_Zu bearbeitende Aufgaben_.
A: Beantworten Sie anhand des Beitrags über Magna die folgenden Fragen:
(i) In welchem Jahr wurde Magna gegründet?
(ii) Was liefert Magna beim Auto als Einziges nicht?
(iii) Mit wem zusammen strebt Magna die Übernahme der europäischen Opel-Werke an?
B: Prüfen Sie, ob die folgenden Aussagen mit dem Beitrag über Magna übereinstimmen:
(i) Magna beschäftigt rund 70000 Mitarbeiter.
(ii) Zuletzt hat Magna ganze Fahrzeuge für Audi zusammengebaut.
(iii) Frank Stronach ist Mehrheitsaktionär von Magna.
C: Führen Sie den Beitrag über Magna und die Opel-Übernahme im Anschluss an seinen letzten Satz fort.

_Vorgegebener Text_.

*****

Magna-Chef Siegfried Wolf wirbt in Berlin für den kanadisch-österreichischen Konzern. Das Unternehmen sei kein Finanzjongleur und wolle kein Abenteuer.

Von Antje Sirleschtov

Auf den ersten Blick scheint der kanadisch-österreichische Automobilzulieferer Magna ein ganz normaler Investor zu sein. 1957 von dem nach Übersee ausgewanderten Österreicher Frank Stronach gegründet, beschäftigt Magna in fast 300 Firmen auf fünf Kontinenten rund 70000 Mitarbeiter, ist sowohl inhaltlich als auch regional breit aufgestellt und als börsennotiertes Unternehmen natürlich an einer ordentlichen Rendite interessiert. Wenn es ums Auto geht, dann liefert Magna alles außer Glas und Reifen. Selbst ganze Fahrzeuge, zuletzt für BMW und Mercedes, schraubt man zusammen. Firmengründer und Mehrheitsaktionär Frank Stronach hat es damit zu einem Milliardenvermögen gebracht.

Nun allerdings sind die Kanada-Österreicher – zusammen mit russischen Partnern – auf der Suche nach einem lohnenden Investment, das man bei der Übernahme der europäischen Opel-Werke nebst einer beachtlichen Milliardenbürgschaft des deutschen Steuerzahlers zu ergattern hofft. Und weil über den Opel-Verkauf in diesen Tagen die amerikanischen GM-Eigentümer und über die Bürgschaft deutsche Politiker im Wahlkampf entscheiden müssen, zeigt sich Magna von einer ganz anderen, man könnte sogar sagen, einer ganz und gar untypischen Investorenseite.

*****

_Datensätze_.
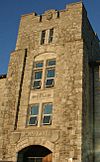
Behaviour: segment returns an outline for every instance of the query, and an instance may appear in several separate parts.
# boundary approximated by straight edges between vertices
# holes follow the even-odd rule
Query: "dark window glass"
[[[52,114],[52,104],[47,104],[44,106],[44,114]]]
[[[48,60],[47,61],[47,66],[54,66],[56,65],[56,60]]]
[[[47,70],[47,77],[54,77],[55,76],[55,69]]]
[[[53,87],[54,86],[54,79],[47,79],[46,80],[46,87]]]
[[[45,30],[43,30],[41,33],[41,45],[45,43],[45,33],[46,33]]]
[[[41,79],[42,78],[42,71],[35,72],[35,79]]]
[[[43,117],[43,124],[51,124],[51,116],[44,116]]]
[[[42,158],[36,158],[36,162],[42,162]]]
[[[38,114],[39,105],[34,105],[31,107],[31,115],[37,115]]]
[[[35,89],[40,89],[40,88],[41,88],[41,81],[34,81],[33,87],[34,87]]]
[[[37,63],[35,63],[35,67],[36,68],[43,67],[43,62],[37,62]]]
[[[37,125],[37,116],[30,117],[29,124]]]
[[[53,32],[54,32],[54,29],[50,29],[49,31],[49,43],[51,43],[53,41]]]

*****

_Erwartete Antworten_.
A:
(i) 1957
(ii) Glas und Reifen
(iii) Mit russischen Partnern

B:
(i) Ja: „beschäftigt Magna in fast 300 Firmen auf fünf Kontinenten rund 70000 Mitarbeiter“
(ii) Nein: „Selbst ganze Fahrzeuge, zuletzt für BMW und Mercedes, schraubt man zusammen.“
(iii) Ja: „Firmengründer und Mehrheitsaktionär Frank Stronach“

C:
Kurz bevor Siegfried Wolf, CEO bei Magna und damit so etwas Ähnliches wie ein Vorstandschef, am Freitagvormittag einigen Hauptstadtjournalisten in einem gut zweistündigen Vortrag die „Magna- Charta“, die Unternehmensphilosophie also beschreibt, muss ihm jemand ausführlich erläutert haben, was man in Berlin gern hört und was ein potenzieller Investor überhaupt nicht sagen darf. Zumal, wenn er zuvor mit so viel Wohlwollen von den Gewerkschaften und der Spitze der Sozialdemokratie bedacht wurde. Und so meidet der Magna-Manager Wolf alles, was irgendwie nach herzlosem Risk-Management oder kalter Abzocke klingen und die rund 25000 Opel-Mitarbeiter zum Zittern bringen könnte. Und er sagt dafür in wärmendem österreichischen Slang unablässig Sätze wie diesen: „Wir sind doch keine Finanzjongleure und wollen keine Abenteuer.“ Oder den: „Das höchste Gut in unserem Unternehmensverbund sind die Arbeitnehmerinnen und Arbeitnehmer. Nur, wenn es ihnen gut geht, geht es auch uns gut“. Kein Zweifel: Hört man Siegfried Wolf so reden, man könnte es sofort glauben, dass nichts den Opelanern mehr zum Vorteil gereichen wird, als unter das Magna-Dach zu schlüpfen. Und nirgendwo sonst auch die staatlichen Bürgschaften besser aufgehoben sind.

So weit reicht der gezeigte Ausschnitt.